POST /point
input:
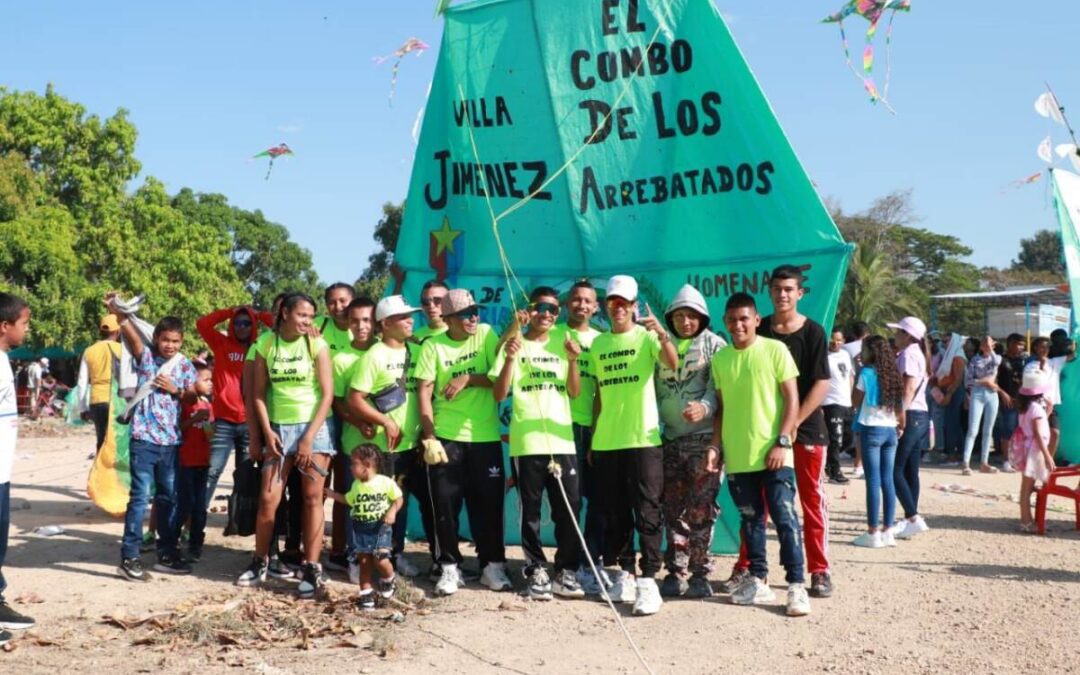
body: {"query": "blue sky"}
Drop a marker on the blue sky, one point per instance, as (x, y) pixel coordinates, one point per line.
(211, 83)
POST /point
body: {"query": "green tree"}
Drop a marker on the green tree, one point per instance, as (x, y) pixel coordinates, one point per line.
(1041, 253)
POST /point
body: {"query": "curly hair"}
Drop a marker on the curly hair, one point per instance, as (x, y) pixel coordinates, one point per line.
(890, 385)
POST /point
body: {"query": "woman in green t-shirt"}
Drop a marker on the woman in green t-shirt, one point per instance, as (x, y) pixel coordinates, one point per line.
(294, 389)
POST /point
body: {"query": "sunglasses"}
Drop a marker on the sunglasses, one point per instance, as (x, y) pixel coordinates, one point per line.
(544, 308)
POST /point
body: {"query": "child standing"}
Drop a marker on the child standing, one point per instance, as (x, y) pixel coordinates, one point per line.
(1029, 450)
(197, 427)
(374, 501)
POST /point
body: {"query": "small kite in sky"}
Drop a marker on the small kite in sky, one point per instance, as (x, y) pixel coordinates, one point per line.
(410, 45)
(274, 152)
(872, 11)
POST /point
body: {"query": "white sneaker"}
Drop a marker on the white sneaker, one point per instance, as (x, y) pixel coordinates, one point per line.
(404, 567)
(623, 588)
(798, 602)
(449, 581)
(913, 527)
(753, 592)
(648, 599)
(869, 540)
(495, 577)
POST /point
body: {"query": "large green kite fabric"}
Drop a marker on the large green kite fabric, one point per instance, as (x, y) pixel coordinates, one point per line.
(608, 137)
--- --- ---
* **STATED PROBLEM**:
Restate the whole of the material word for word without the pictures.

* **THE RESPONSE**:
POST /point
input:
body: {"query": "blue sky"}
Drop a marker on the blue sky, one point per instance, as (x, y) pixel coordinates, one point per line.
(211, 83)
POST /point
body: {"query": "green tree"}
Drop a marker on the green tree, one point per instance, as (x, y) pixel coordinates, one point per line.
(1041, 253)
POST /point
body: {"query": "curly hair"}
Drop a marker on the curly hair, one point per instance, as (x, y) pixel coordinates, one point per line.
(890, 385)
POST /point
body: {"query": "woman in green t-shirt"}
Drop a marker on the woman in green t-shirt, one point per instance, as (x, y) pixel coordinates, one point per line.
(294, 389)
POST /point
body: {"query": "sunglasses"}
Drop a marker on the sunglasses, one point per instance, as (x, y) pixel coordinates, one point per line.
(544, 308)
POST /point
body: {"query": "child standing"}
Drop a marker on the child standing, one point per instance, as (x, y) pixel coordinates, one point per line.
(1029, 450)
(197, 427)
(374, 501)
POST /point
body: {"query": "small kite in sky"}
Drop a marker on the small kite in sky, one point per instance, as (x, y) pixel coordinates, one point per line.
(410, 45)
(274, 152)
(872, 11)
POST /point
body: {"query": "white sneaker"}
Drop a marker on the white sneaker, one point per instance, as (x, y) pixel coordinates, one point per line.
(404, 567)
(623, 588)
(798, 602)
(449, 581)
(913, 527)
(753, 592)
(648, 599)
(869, 540)
(495, 577)
POST /point
body: {"query": "large green kite fabric"}
Drop a marker on the large green kite fabric, one point per instance, as (x, y) pixel coordinates, one point per line.
(608, 137)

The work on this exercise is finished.